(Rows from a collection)
*****

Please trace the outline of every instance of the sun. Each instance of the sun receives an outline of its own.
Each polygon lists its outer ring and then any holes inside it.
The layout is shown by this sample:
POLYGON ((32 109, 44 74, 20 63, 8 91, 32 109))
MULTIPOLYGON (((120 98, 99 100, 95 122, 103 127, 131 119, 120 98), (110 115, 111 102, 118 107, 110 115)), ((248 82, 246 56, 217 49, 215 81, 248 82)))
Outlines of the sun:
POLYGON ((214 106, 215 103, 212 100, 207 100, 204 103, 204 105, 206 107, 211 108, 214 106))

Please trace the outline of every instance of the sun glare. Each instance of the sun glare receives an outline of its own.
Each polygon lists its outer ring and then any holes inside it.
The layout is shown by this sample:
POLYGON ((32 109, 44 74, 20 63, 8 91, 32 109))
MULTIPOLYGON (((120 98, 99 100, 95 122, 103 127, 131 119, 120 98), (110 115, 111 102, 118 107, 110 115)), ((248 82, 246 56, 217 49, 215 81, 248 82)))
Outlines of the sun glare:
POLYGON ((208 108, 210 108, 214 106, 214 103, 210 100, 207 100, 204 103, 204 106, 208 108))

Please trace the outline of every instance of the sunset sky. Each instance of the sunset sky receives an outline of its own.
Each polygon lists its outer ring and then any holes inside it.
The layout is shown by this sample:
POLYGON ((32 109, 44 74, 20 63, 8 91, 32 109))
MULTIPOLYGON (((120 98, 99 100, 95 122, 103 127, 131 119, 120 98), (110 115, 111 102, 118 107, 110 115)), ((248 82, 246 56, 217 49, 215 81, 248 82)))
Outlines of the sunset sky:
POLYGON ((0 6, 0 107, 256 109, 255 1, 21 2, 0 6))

*****

= WHAT IS NEEDED =
Render the rows as a numbered list, from the start of the rows through the line that contains "POLYGON ((214 106, 215", with both ends included. Leave out any blank lines.

= CORRECT RESULT =
1. Please trace the outline of every instance of the sun. Each instance of the sun receives an outline of its own.
2. Each polygon lists its outer ring and then any holes inside it.
3. The layout is shown by this sample:
4. POLYGON ((32 109, 44 74, 20 63, 8 91, 32 109))
5. MULTIPOLYGON (((120 98, 99 100, 95 122, 103 127, 131 119, 120 98), (110 115, 111 102, 118 107, 110 115)), ((248 82, 246 56, 217 49, 215 81, 248 82)))
6. Outlines of the sun:
7. POLYGON ((214 106, 215 103, 212 100, 207 100, 204 103, 204 105, 206 107, 211 108, 214 106))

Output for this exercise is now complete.